Nothing may be changed. Give the entries below again exactly.

[Natural-language object grounding data]
-------------------------

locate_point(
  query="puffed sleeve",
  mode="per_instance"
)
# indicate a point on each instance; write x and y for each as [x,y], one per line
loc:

-------------------------

- RESPONSE BOX:
locate_point(
  query="puffed sleeve",
  mode="per_instance"
)
# indicate a point on each instance; write x and y for each as [x,y], one per line
loc:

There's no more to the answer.